### Exercise
Here the job is to transcribe the data verbatim while leaving each picture out.

Referring expression pointing data:
[Start of Attachment]
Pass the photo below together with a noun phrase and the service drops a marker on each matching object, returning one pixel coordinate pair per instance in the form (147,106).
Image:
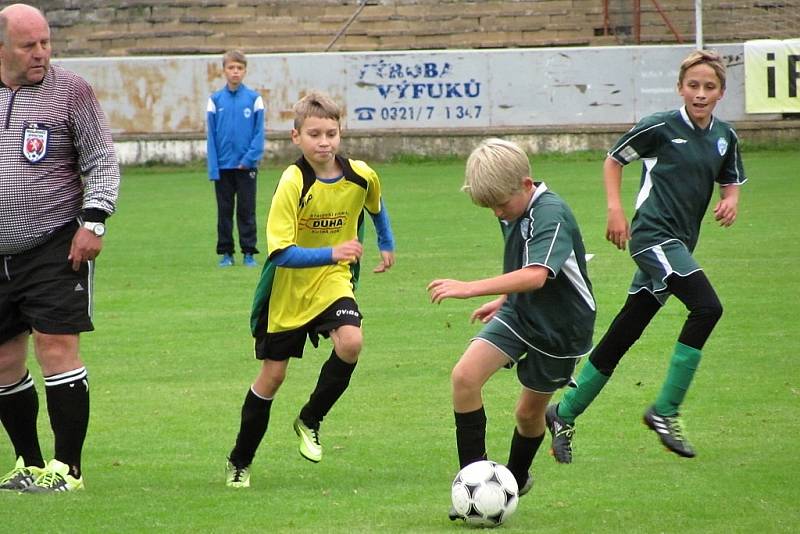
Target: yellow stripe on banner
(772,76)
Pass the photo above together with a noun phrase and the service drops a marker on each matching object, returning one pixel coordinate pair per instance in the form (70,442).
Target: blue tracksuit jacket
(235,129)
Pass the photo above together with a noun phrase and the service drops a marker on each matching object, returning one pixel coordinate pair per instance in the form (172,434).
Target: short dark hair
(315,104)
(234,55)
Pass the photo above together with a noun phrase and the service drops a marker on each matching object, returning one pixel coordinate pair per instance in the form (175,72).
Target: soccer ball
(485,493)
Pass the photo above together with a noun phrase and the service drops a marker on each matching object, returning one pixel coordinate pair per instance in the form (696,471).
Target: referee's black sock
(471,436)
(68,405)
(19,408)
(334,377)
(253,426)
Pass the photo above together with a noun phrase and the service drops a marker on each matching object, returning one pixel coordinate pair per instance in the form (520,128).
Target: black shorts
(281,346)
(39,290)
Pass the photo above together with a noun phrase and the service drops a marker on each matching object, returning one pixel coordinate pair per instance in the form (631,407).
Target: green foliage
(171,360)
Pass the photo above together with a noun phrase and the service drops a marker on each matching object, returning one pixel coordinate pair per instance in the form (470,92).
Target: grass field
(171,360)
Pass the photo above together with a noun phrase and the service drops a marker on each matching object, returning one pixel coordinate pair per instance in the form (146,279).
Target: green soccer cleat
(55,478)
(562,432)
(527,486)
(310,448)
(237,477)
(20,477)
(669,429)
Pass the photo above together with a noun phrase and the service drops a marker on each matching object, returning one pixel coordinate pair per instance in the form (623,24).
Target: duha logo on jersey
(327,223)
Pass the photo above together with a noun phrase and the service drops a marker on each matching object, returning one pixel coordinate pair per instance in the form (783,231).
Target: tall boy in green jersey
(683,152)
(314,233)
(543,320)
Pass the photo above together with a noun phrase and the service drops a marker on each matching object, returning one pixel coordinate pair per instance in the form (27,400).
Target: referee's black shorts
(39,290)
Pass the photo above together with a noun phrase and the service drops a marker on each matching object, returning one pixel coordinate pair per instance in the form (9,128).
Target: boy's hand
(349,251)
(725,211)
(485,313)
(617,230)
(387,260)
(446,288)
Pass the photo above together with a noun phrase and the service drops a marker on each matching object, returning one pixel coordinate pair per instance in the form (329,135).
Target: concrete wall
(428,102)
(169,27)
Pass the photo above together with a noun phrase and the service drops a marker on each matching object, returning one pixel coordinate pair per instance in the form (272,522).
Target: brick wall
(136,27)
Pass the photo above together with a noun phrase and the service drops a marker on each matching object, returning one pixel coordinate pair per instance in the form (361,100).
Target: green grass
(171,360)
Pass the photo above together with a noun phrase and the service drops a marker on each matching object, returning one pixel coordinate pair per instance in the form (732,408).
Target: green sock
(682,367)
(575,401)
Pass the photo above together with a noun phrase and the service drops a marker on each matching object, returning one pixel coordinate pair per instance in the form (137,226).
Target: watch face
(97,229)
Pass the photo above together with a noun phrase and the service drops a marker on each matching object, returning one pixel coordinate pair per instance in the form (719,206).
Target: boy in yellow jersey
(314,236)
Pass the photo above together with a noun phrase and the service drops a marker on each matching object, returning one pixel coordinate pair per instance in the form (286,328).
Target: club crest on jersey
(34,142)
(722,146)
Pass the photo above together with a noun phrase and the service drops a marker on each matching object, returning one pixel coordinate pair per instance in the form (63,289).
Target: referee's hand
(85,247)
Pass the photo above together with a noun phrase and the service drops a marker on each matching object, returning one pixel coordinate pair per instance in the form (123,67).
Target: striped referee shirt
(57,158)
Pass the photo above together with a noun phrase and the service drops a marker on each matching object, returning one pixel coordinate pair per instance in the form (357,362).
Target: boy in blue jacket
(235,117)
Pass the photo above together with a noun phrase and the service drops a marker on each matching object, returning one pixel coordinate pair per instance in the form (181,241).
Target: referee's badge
[End of Attachment]
### Response area
Pass the photo below together with a noun phrase and the service drops a marker on each matching object, returning one pixel coordinate pair per instance in the form (147,106).
Image:
Target: yellow stripe on banner
(772,76)
Pass the photo above together with a noun phrase and the service drops a marker on each matching object, returning one pixel coordinate pair per instance in the form (70,442).
Target: blue tracksuit jacket
(235,129)
Pass the photo above together with a noun phrase and the service drops a marker on each matching object, returning one pixel coordinate pair per instance in the form (172,434).
Target: short dark hair
(315,104)
(234,55)
Pass the photo above together with a noun phrase and the service drops a marker on each matching object, returning one pixel coordinate pair per instance in the form (175,72).
Target: soccer ball
(485,493)
Pass the photo above together with a noun phrase and the service drops a marker on each matching object, returning one pixel coordinate pair per instance in the form (696,471).
Target: referee's black sock
(471,436)
(68,405)
(19,408)
(334,377)
(253,426)
Pass the photo above together with a noun phrase and the service drops a marker on each matching object, returning one pixel coordinate pair per instance in the form (520,128).
Target: black shorts
(281,346)
(39,290)
Pass the photo above together with a noun phrase and the service drops a marker on each matching object, returning one pixel coordinate pair per instance in the form (631,407).
Target: green foliage
(171,360)
Pass the photo above together with a noun phrase and the service drops a marker on each matching object, returning one pixel coordinate pair per instance in the form (470,92).
Target: grass field
(171,360)
Pass the photo above together with a noun phrase and the service drops a marker on each matching object, returning one pixel coordinate pair per instance in the form (146,279).
Target: green soccer cleat
(55,478)
(562,432)
(527,486)
(310,448)
(237,477)
(20,477)
(669,429)
Pass the photo above together with a noun phrase and the service drops a marker on each matching object, returning one pixel coordinate pair per instance in the form (623,24).
Target: duha logo on jersey
(327,223)
Pass the photo above together with a noun phrase and the service drops a marker on each matching object, returning one pixel coordinate pair per instance in the form (783,231).
Target: tall boy in green jersey
(683,152)
(314,233)
(543,320)
Pass the photo above together with a noun phrase and the service drops a marker on each matching object, returning one pixel coordinate pair per instance in the form (27,400).
Target: referee's black shorts
(39,290)
Pass the photo above together with a noun phrase and the service drops a marker on each matching object, returning one pixel coordinate pair per instance in the form (9,128).
Target: boy's hand
(349,251)
(725,211)
(485,313)
(617,230)
(387,260)
(446,288)
Pass the photo above together with a noun phrase and the service drops a marker on each matching object, returning one pixel coordinate pair per instance in the form (329,135).
Target: concrete wall
(428,102)
(169,27)
Pass the photo above together with a noun phrase and the service drops a marker on each matching object, returning one pixel coordinate pair per instance in the form (272,522).
Target: brick wall
(136,27)
Pass the photo above together with a noun phrase and the service drops a marker on each matching object, returning one pixel coordinate pair per instance in the form (361,100).
Target: green grass
(171,360)
Pass the photo above together with a noun phrase and the service drops a marker on each matching object, returning one pixel coordinate pair per instance in the form (732,408).
Target: green sock
(682,367)
(575,401)
Pass the photo above together with a noun phrase and the service drops a marker on each matching object, returning one pixel coordinate pair per instance in the form (137,226).
Target: watch face
(97,229)
Pass the photo above together with a noun phrase and the service drops a marker on each matching object, returning one pixel coordinate pair per instance in the form (719,206).
Target: boy in yellow jersey
(314,236)
Pass the photo above together with a noun phrase and the service drops a marker on each matching object, returning one pixel coordinate pair per instance in the form (286,328).
Target: club crest on jersey
(34,142)
(722,146)
Pass the photo above together with a noun phrase and the service drops a marker on each matching object, returning one pixel coordinate pair per instance in the form (63,289).
Target: referee's hand
(85,247)
Pass the photo above together with a noun phrase and the service drops a marker on each matching object, returning one pixel coordinate pair per instance in the form (123,67).
Target: striped referee shirt
(57,158)
Pass the photo above together with a noun phrase and the service drops a marker on each matching object, returning one pixel coordinate pair per instance in the form (357,362).
Target: boy in blue jacket
(235,117)
Pass the photo above together with a noun phrase and the service drops a marker on each matching object, returning one pixel coordinate pair per instance in the form (181,241).
Target: referee's badge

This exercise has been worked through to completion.